WORK INSTRUCTIONS
Pictures stay out; everything else in the records below is copied exactly.

------------------------------------------------------------------------

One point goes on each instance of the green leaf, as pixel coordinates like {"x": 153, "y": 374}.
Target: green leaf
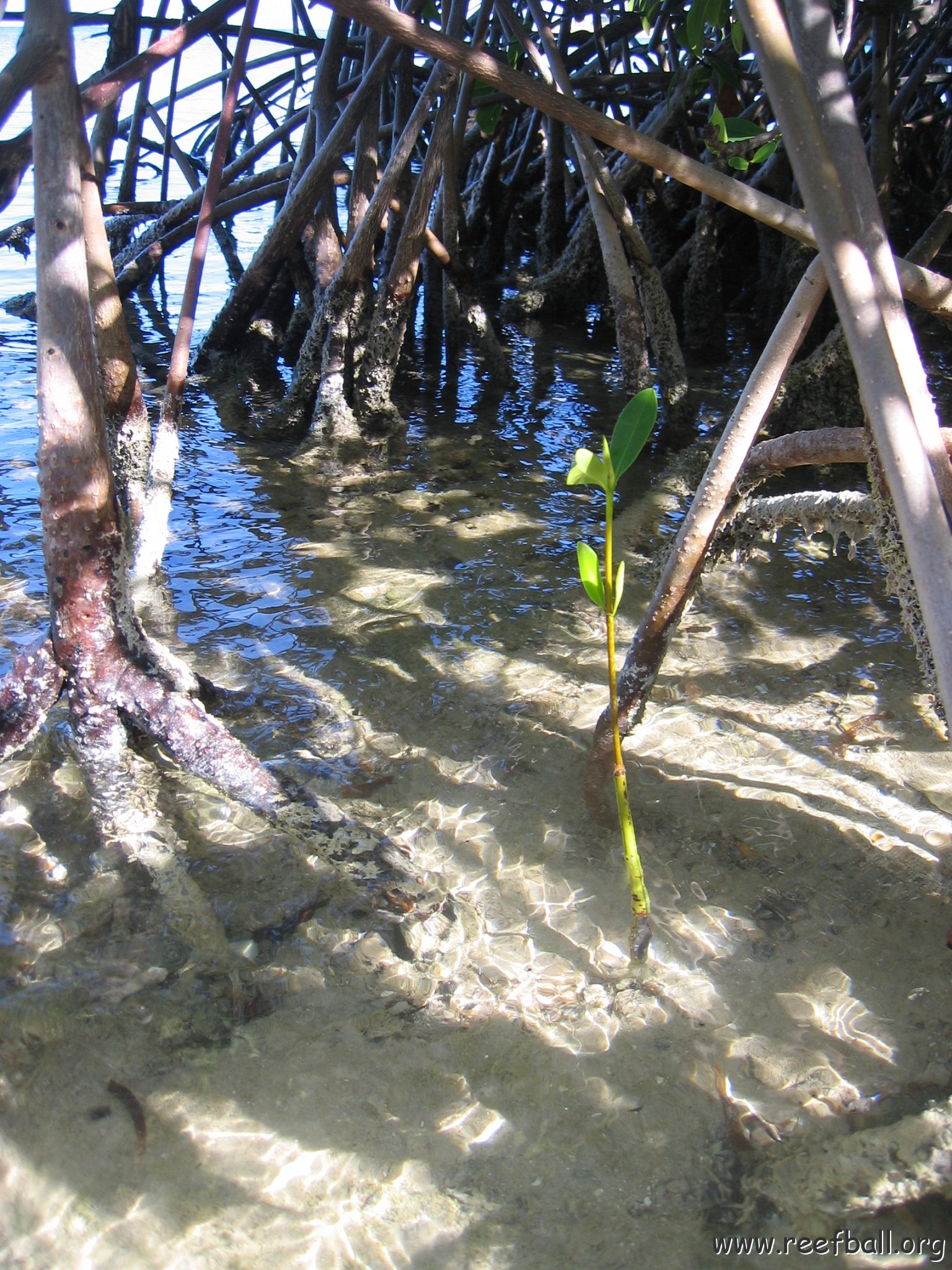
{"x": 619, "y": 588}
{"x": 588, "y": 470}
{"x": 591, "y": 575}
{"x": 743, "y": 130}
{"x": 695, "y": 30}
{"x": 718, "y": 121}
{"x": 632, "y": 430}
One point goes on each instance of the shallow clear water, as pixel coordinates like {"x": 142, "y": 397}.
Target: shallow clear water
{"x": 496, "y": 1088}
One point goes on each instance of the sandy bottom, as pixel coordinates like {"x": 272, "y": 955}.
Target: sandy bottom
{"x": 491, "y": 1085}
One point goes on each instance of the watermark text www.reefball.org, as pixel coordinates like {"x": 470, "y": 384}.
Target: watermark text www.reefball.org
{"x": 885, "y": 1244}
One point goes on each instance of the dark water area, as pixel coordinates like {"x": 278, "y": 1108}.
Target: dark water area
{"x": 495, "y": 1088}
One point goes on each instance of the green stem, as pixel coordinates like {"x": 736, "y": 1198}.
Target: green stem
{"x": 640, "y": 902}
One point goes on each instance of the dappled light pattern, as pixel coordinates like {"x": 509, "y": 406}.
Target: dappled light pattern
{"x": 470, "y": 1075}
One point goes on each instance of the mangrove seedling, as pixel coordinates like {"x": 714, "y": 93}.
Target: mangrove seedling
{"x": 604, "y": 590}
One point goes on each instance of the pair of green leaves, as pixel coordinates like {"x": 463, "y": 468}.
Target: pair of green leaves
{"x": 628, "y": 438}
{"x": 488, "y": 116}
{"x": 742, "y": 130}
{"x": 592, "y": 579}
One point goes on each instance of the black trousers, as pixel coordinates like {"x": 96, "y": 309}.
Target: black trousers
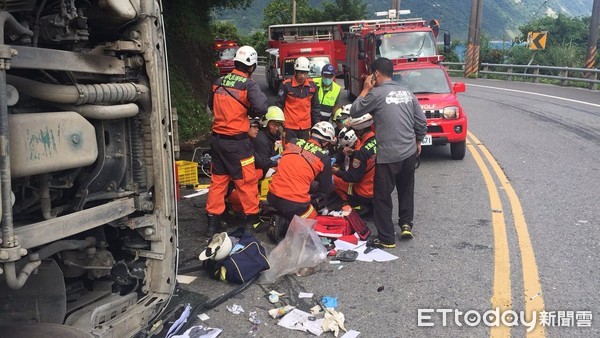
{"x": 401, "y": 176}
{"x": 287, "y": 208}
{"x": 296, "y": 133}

------------------------------------------------------------------------

EXERCISE OUTPUT
One point goes on each instance of the green leaf, as pixel coordinates like {"x": 153, "y": 374}.
Target: green leaf
{"x": 619, "y": 588}
{"x": 588, "y": 470}
{"x": 591, "y": 575}
{"x": 743, "y": 130}
{"x": 695, "y": 30}
{"x": 718, "y": 121}
{"x": 632, "y": 430}
One point goes on each instance of the shallow clear water, as pixel coordinates like {"x": 142, "y": 397}.
Target: shallow clear water
{"x": 496, "y": 1088}
One point goes on each instance of the sandy bottom, as pixel coordinates like {"x": 272, "y": 955}.
Target: sandy bottom
{"x": 491, "y": 1085}
One point goes on each instance of the watermark text www.reefball.org, as pixel coordinates like {"x": 470, "y": 384}.
Target: watermark text www.reefball.org
{"x": 885, "y": 1244}
One point goes on each instance of the dark water area, as pixel coordinates like {"x": 278, "y": 1108}.
Target: dark water area
{"x": 495, "y": 1088}
One point goes on each instance of the green stem, as pixel coordinates like {"x": 736, "y": 1198}.
Target: green stem
{"x": 640, "y": 902}
One point goes on each instance of the dappled light pattern, as pixel coordinates like {"x": 509, "y": 406}.
Target: dappled light pattern
{"x": 470, "y": 1075}
One point goes on each instance of the mangrove seedling, as pixel coordinates like {"x": 714, "y": 93}.
Target: mangrove seedling
{"x": 604, "y": 590}
One point goes on each instance of the pair of green leaves, as pixel coordinates like {"x": 463, "y": 468}.
Target: pair of green leaves
{"x": 628, "y": 438}
{"x": 488, "y": 116}
{"x": 742, "y": 130}
{"x": 592, "y": 579}
One point goes on each instance of the black trousers, as pixel coordinates like {"x": 96, "y": 309}.
Target: black trousers
{"x": 401, "y": 176}
{"x": 287, "y": 208}
{"x": 296, "y": 133}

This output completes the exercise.